## WRITTEN REQUEST
Reproduce the data below verbatim from the line containing "the boulder, each" through its final line, and produce nothing more.

## A run of records
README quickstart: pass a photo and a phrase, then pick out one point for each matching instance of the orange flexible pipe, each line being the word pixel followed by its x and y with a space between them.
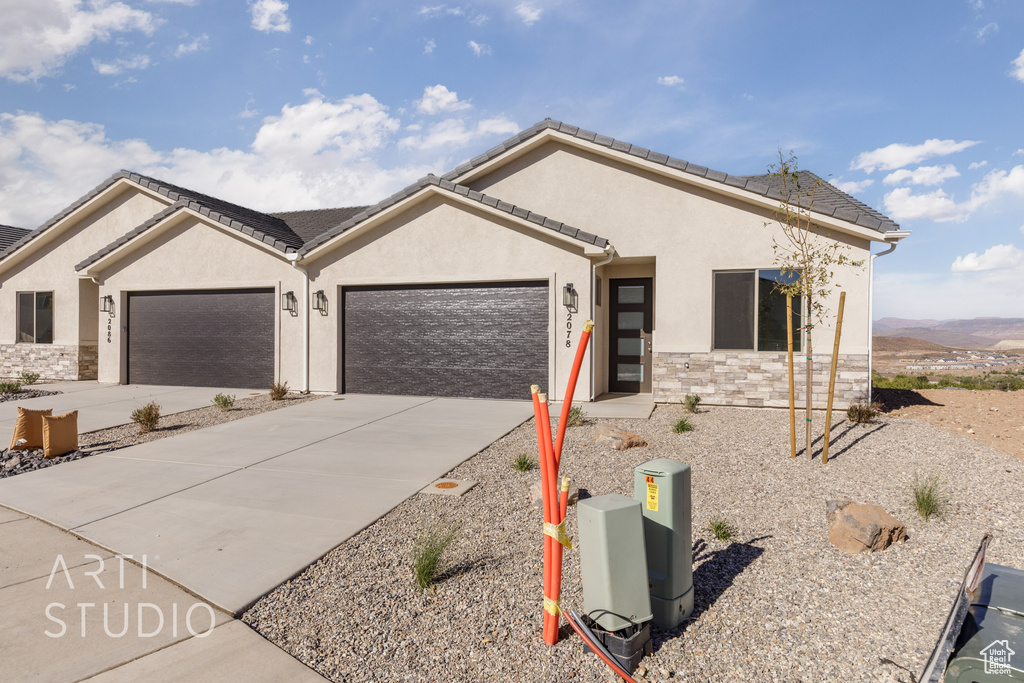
pixel 540 408
pixel 570 389
pixel 550 494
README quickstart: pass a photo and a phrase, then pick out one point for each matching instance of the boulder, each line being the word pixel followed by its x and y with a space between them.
pixel 617 438
pixel 858 527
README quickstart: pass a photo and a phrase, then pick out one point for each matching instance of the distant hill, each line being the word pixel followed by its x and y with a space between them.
pixel 896 344
pixel 975 333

## OUTPUT FOR THIS EXERCISE
README quickstart: pass a photo and a phrase, then pick out one point for each matching instance of the boulder, each line being the word pixel followed by its x and y with a space between them.
pixel 617 438
pixel 858 527
README quickstart: pass a photo and a phrase, then pick out one point for each matching instance of the distant hill, each line being the word pixel followed by its x and y with a space between them.
pixel 896 344
pixel 975 333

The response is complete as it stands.